Exercise
Rewrite the records below as a JSON list of strings, one string per line, with blank lines dropped and every record included. Omit the pictures from your answer.

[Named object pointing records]
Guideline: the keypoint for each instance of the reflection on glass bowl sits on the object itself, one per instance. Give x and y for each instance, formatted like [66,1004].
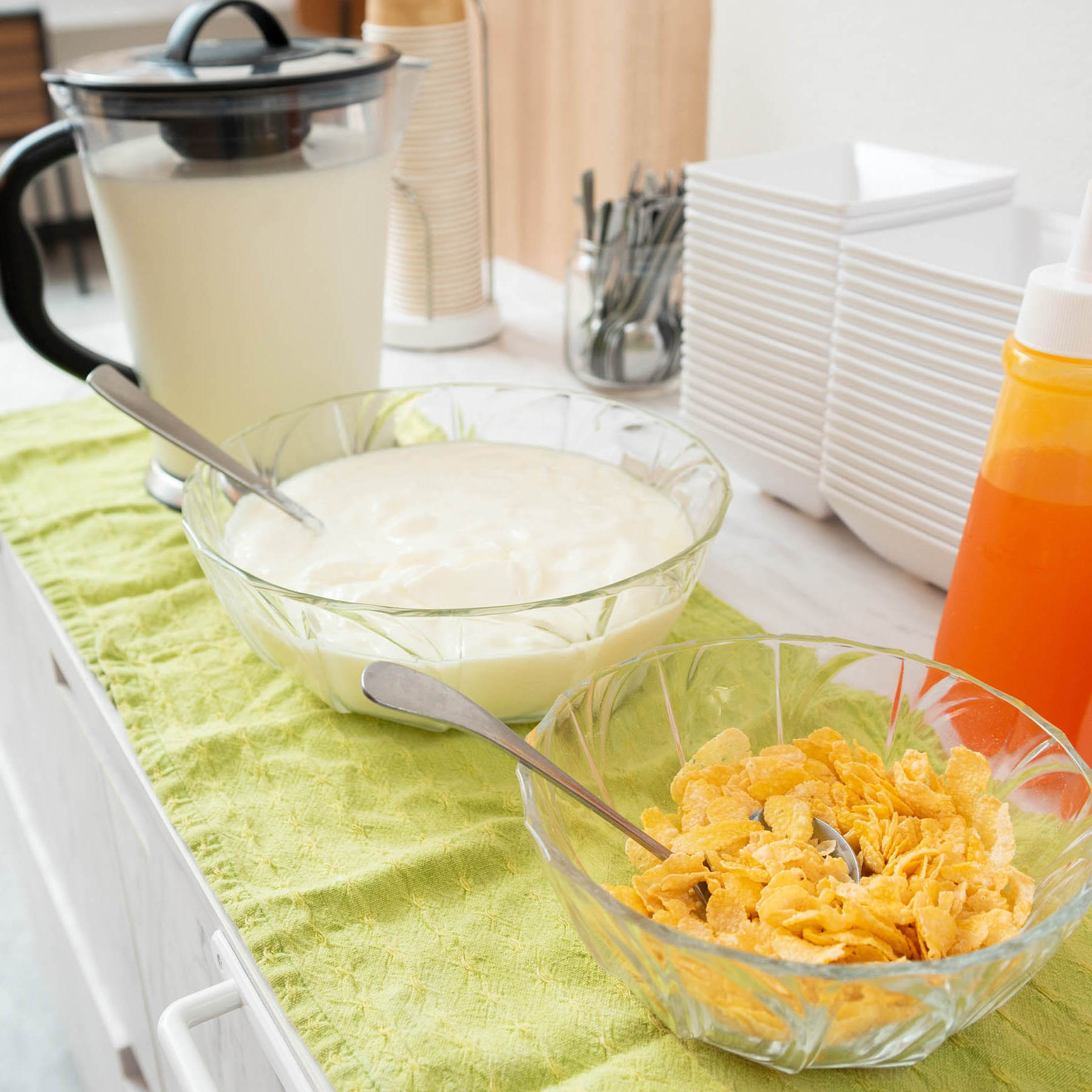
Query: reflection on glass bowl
[524,655]
[625,733]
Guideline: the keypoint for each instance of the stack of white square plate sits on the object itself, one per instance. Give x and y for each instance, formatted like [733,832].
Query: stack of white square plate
[923,312]
[759,278]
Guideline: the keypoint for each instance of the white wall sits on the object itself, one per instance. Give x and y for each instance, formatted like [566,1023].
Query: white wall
[999,81]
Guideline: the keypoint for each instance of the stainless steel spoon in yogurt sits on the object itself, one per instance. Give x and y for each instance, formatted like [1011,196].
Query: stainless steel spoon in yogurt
[131,400]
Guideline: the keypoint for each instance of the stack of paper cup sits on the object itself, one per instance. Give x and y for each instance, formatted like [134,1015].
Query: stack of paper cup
[436,284]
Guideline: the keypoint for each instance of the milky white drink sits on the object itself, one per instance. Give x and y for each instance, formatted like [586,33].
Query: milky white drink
[248,288]
[459,525]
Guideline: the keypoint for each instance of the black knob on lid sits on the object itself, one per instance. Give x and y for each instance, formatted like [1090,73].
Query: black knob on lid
[233,135]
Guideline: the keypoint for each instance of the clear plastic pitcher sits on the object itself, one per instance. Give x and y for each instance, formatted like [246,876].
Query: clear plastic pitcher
[240,190]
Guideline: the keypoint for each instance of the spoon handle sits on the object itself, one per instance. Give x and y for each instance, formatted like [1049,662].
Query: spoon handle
[396,686]
[131,400]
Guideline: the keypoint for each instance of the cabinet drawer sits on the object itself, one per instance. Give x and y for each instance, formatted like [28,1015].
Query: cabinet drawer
[99,1039]
[64,801]
[128,869]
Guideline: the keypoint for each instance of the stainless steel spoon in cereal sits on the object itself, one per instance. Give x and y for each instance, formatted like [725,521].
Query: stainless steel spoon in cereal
[406,690]
[824,832]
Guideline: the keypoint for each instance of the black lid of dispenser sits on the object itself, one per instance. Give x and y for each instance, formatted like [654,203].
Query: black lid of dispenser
[232,98]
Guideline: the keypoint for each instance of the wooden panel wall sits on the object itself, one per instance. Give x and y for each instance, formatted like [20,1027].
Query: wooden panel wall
[588,83]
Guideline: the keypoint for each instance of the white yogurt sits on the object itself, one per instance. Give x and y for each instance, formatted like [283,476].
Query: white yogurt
[457,525]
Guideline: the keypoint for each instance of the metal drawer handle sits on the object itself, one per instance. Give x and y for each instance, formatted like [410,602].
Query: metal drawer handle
[175,1032]
[235,992]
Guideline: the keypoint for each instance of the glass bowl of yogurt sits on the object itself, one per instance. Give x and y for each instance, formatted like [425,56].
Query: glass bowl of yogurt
[509,541]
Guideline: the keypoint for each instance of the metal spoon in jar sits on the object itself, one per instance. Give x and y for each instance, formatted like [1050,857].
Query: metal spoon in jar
[131,400]
[408,690]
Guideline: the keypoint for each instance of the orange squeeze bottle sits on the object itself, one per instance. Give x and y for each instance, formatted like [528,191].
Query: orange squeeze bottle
[1019,610]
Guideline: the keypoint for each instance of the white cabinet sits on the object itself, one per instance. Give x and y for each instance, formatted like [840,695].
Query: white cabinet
[125,921]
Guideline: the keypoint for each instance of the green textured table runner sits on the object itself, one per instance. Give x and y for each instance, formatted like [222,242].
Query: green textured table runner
[382,876]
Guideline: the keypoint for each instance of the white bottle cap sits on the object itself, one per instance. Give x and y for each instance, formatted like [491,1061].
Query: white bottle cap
[1056,314]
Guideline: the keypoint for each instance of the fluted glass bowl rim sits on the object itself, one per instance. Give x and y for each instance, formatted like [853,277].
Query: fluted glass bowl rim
[202,475]
[1073,910]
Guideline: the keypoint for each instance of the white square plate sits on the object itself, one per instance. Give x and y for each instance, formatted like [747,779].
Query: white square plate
[991,251]
[806,335]
[979,408]
[876,311]
[733,337]
[906,422]
[911,398]
[973,367]
[877,474]
[780,477]
[911,305]
[712,283]
[744,265]
[855,178]
[848,438]
[795,440]
[914,338]
[980,389]
[824,254]
[756,433]
[894,505]
[924,284]
[715,360]
[850,413]
[723,243]
[908,547]
[738,388]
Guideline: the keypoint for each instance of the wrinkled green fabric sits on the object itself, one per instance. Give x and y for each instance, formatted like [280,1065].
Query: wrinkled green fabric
[382,876]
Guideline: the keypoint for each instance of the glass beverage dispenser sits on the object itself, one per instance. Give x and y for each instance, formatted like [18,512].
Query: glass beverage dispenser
[240,190]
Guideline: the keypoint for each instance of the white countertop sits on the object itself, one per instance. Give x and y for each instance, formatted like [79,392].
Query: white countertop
[786,570]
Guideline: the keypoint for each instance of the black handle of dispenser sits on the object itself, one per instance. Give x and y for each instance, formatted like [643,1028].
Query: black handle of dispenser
[186,29]
[22,282]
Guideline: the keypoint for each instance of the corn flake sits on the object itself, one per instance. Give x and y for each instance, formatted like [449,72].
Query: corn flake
[936,854]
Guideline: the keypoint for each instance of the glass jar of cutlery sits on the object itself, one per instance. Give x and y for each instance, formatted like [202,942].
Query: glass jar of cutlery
[622,314]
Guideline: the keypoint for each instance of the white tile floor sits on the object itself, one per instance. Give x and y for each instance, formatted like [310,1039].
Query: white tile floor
[34,1053]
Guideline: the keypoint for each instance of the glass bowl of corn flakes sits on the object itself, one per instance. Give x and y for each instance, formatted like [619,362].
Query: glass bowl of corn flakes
[969,816]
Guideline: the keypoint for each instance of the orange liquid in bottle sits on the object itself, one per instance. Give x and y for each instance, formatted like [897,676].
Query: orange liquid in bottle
[1020,601]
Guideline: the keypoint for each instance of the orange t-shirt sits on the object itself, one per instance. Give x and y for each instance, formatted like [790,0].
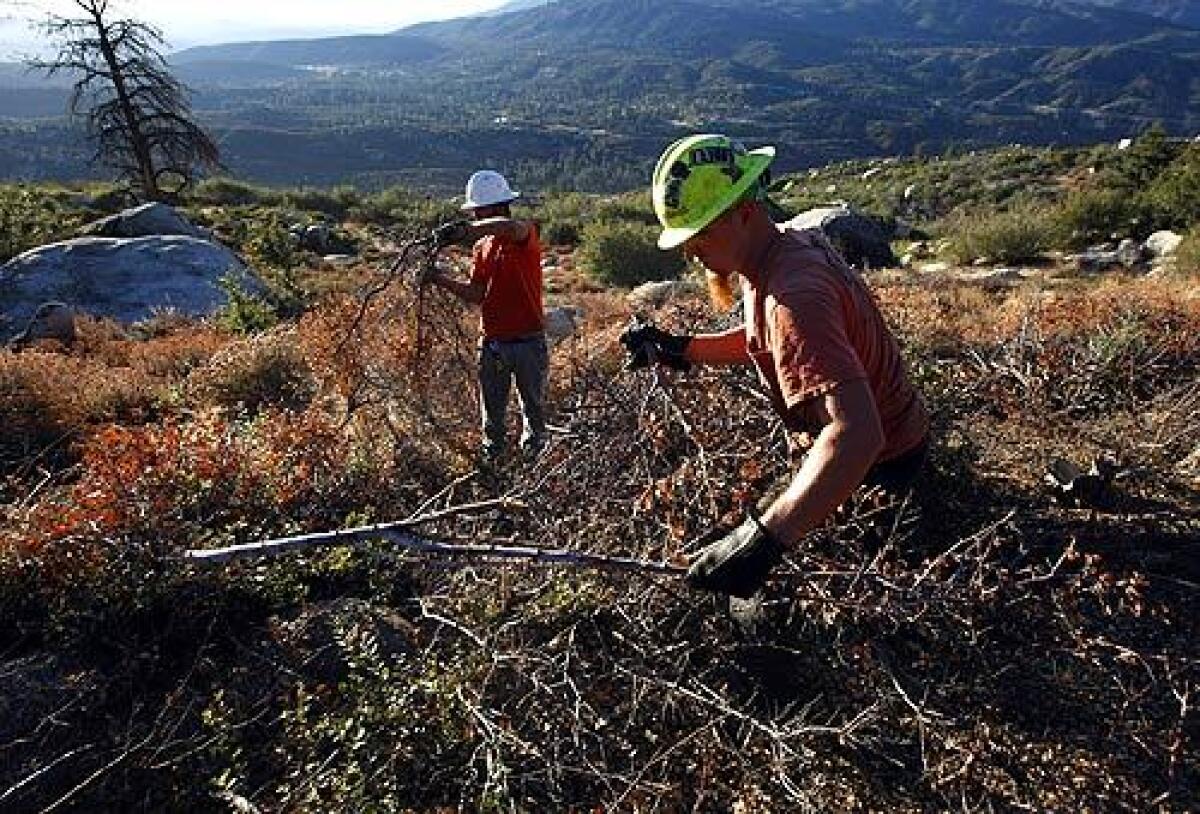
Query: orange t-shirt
[511,273]
[813,324]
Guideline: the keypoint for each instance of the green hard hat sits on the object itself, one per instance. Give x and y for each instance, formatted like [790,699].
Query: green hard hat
[700,177]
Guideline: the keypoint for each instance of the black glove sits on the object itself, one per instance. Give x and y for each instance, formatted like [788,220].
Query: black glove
[647,343]
[450,233]
[737,563]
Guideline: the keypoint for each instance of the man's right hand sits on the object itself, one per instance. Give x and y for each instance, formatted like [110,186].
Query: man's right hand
[450,233]
[647,343]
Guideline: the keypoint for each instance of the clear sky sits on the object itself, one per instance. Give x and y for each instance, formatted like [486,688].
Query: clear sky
[199,22]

Problem solution
[
  "Guideline: the keypoint for each instance of the reflection on glass bowl sits on the object itself, one per instance. Give x and y for each instance, formatted like [66,1004].",
  "Query: reflection on glass bowl",
  "[524,655]",
  "[625,733]",
  "Guideline: the keypoint for each instance of the stack of white square plate sits on the object itself, one per instance. Give x and y for each instance, formatted like [733,832].",
  "Query: stack of white square plate",
  "[923,312]",
  "[759,278]",
  "Guideline: the keypoint for each instance of the white wall sits on the object itself, one per instance. Give x and y for each instance, formatted like [566,1023].",
  "Query: white wall",
  "[999,81]",
  "Guideline: the keypoint for each instance of the stainless steel spoon in yogurt sits on the object itself, one per instance. Give x and y for each instance, formatted like [1011,196].",
  "Query: stainless steel spoon in yogurt",
  "[131,400]",
  "Guideline: the keypoint for each instance of the stack of paper cup sits on the object itself, one per instance. Give x and y for each instance, formatted like [134,1015].",
  "Query: stack of paper cup",
  "[436,284]",
  "Guideline: the keypoint for each instance of the milky white drink sits on the object itself, one per instance. Give x and y for each instance, formatted like [586,33].",
  "Query: milky white drink",
  "[248,288]",
  "[459,525]",
  "Guideline: the keypoint for each instance of the black knob on lid sits on the object itself, one per instance. Give x and y for each instance, formatted like [1090,73].",
  "Query: black knob on lid",
  "[233,135]",
  "Guideline: the keypoint for each instance of the clear plastic pitcher sits on the object itself, one per instance. Give x and y for each instance, formatted like [246,876].",
  "Query: clear plastic pitcher",
  "[240,190]",
  "Guideline: the keypoint for each instance of the spoon handle sits on the object itself, one per instance. Give x and y for each instance, formatted like [1049,662].",
  "Query: spoon handle",
  "[396,686]",
  "[131,400]",
  "Guideline: the keypoint for each instance of the cabinet drawer sits on the object itself, one per instance. Give x and y for each instance, formatted like [28,1015].",
  "Query: cabinet drawer",
  "[99,1039]",
  "[64,801]",
  "[128,869]",
  "Guideline: the keypoint for each instance of the stainless steel spoon in cereal sits on the object itself, one per instance. Give x and y for each instance, formatted like [725,521].",
  "Query: stainless steel spoon in cereal",
  "[406,690]",
  "[824,832]",
  "Guideline: the keypoint for each instance of the black lid of dispenser sits on the object itself, one per instance. Give x and y for each instance, formatted like [654,203].",
  "Query: black lid of dispenser",
  "[232,98]",
  "Guideline: the keypoint for each instance of the wooden panel wall sits on the object itself, one per instance. Give x and y for each instance, formatted like [20,1027].",
  "Query: wooden panel wall",
  "[588,83]",
  "Guideline: the keypoint for each instance of the white yogurt sits on the object itself, one per instance. Give x and y for each instance, formatted like [283,476].",
  "Query: white yogurt",
  "[457,525]",
  "Guideline: the keypoint for each instance of the metal drawer handle sits on the object itself, one per instance. Give x and y for each instance, formatted like [410,602].",
  "Query: metal drawer handle",
  "[175,1032]",
  "[235,992]",
  "Guideline: the keypoint for each instance of the glass bowl of yogurt sits on the object itself, one per instance. Give x and y for each instance, formatted like [425,56].",
  "Query: glass bowl of yogurt",
  "[509,541]",
  "Guideline: the keypoint for each instance of the metal spoon in jar sits on the object itself, one per instance. Give x and y for each instance, formatted like [1050,857].",
  "Query: metal spoon in jar",
  "[131,400]",
  "[408,690]",
  "Guideline: the keypoint for each instance of the orange squeeze bottle sits on the object itself, one per instance. Give x and y for each instance, formatted like [528,191].",
  "Query: orange squeeze bottle",
  "[1019,610]",
  "Guideline: the keypoint for each instance of the white cabinet sits on the object itself, one per instance. Give x and y for each instance, formatted like [840,695].",
  "Query: white cabinet",
  "[125,921]",
  "Guideline: the keypoint for each instance of the green textured table runner sits on the object itself, one per instance. Give x and y for each instance, formatted like [222,242].",
  "Query: green textured table runner",
  "[382,876]",
  "Guideline: the keypoint for each instance of the white bottle cap sits on the object itself, one per instance. Give x and y for each instance, formatted like [491,1061].",
  "Query: white bottle cap",
  "[1056,314]",
  "Guideline: the keypoint for each instance of the fluted glass bowl rim sits on the object itself, one per instance. Give x and y for each instance, formatted like [853,277].",
  "Query: fluted glass bowl rim",
  "[202,475]",
  "[1073,910]",
  "Guideline: the keypoint for each instance of the white square plate sits on the object itself, one per instance. Give x and y for each instance, formatted like [747,779].",
  "Query: white square plate",
  "[991,251]",
  "[806,335]",
  "[979,408]",
  "[876,311]",
  "[733,337]",
  "[906,422]",
  "[911,398]",
  "[973,367]",
  "[877,474]",
  "[780,477]",
  "[911,305]",
  "[712,283]",
  "[744,265]",
  "[855,178]",
  "[848,438]",
  "[795,440]",
  "[914,338]",
  "[980,389]",
  "[824,254]",
  "[756,433]",
  "[894,505]",
  "[924,284]",
  "[715,360]",
  "[850,413]",
  "[723,243]",
  "[908,547]",
  "[738,388]",
  "Guideline: the keypoint for each instance of the wrinkled green fabric sits on the object itself, one per instance. Give x and y for each instance, formatted like [280,1065].",
  "Query: wrinkled green fabric",
  "[382,876]",
  "Guideline: the keypoint for each instance of the glass beverage dispenser sits on the object itself, one per instance. Give x and y for each instance, formatted like [18,512].",
  "Query: glass beverage dispenser",
  "[240,190]",
  "Guideline: the keypoint for each instance of the white countertop sits on the object itself, one per instance. Give x and y for each instance, formatted like [79,392].",
  "Query: white countertop",
  "[786,570]",
  "Guideline: the keypoint for each instance of the black handle of dispenser sits on the object itself, one per instance. Give x and y for each instance, formatted like [643,1028].",
  "Query: black handle of dispenser",
  "[186,29]",
  "[22,282]",
  "Guideline: the keypoint for each instance of the corn flake sits on the object itself, one per instance. Give x and y for each instance, formatted like [449,72].",
  "Query: corn flake",
  "[936,854]",
  "Guideline: the keypoint for each instance of the glass jar of cutlery sits on the object itself, one per instance. Give x and y for each instance, formatted like [202,942].",
  "Query: glass jar of cutlery",
  "[622,314]",
  "Guideline: the keypoint for each instance of the white tile floor sits on the object itself, one per instance. Give x and y for each instance, formatted like [310,1039].",
  "Query: white tile floor",
  "[34,1053]",
  "Guideline: the keypoint for each instance of the glass bowl of corn flakes sits on the object itself, one per instance. Give x and y for each instance, formatted like [619,362].",
  "Query: glass bowl of corn flakes",
  "[969,816]",
  "Guideline: the keypoint for each instance of the orange liquid in bottle sits on the object itself, one per instance. Give x and y for each instance, formatted like [897,676].",
  "Query: orange liquid in bottle",
  "[1020,601]",
  "Guideline: the keypoint for each instance of the orange t-shirt sits on the object itself, one per instance. Give x and y for each instance, formatted like [790,0].",
  "Query: orange t-shirt",
  "[511,273]",
  "[813,324]",
  "Guideline: the keypoint for each instance of the green hard hat sits on the object itself, one per instance. Give x and y for each instance, formatted like [790,699].",
  "Query: green hard hat",
  "[700,177]",
  "Guideline: the keypoint for each instance of the black glove sits on the object itself, one per instance. Give x and y for each instance, formatted like [788,220].",
  "Query: black glove",
  "[647,343]",
  "[450,233]",
  "[737,563]",
  "Guideline: the keypoint for each instance of the man's right hand sits on the object itself, one per instance. Give x and y for each instance, formatted like [110,186].",
  "Query: man's right hand",
  "[450,233]",
  "[647,343]",
  "Guideline: the keypoint for each instance of the clear sky sits on the object itself, one per instance. Give x and y for each instance, formatted like [486,688].",
  "Query: clear sky",
  "[199,22]"
]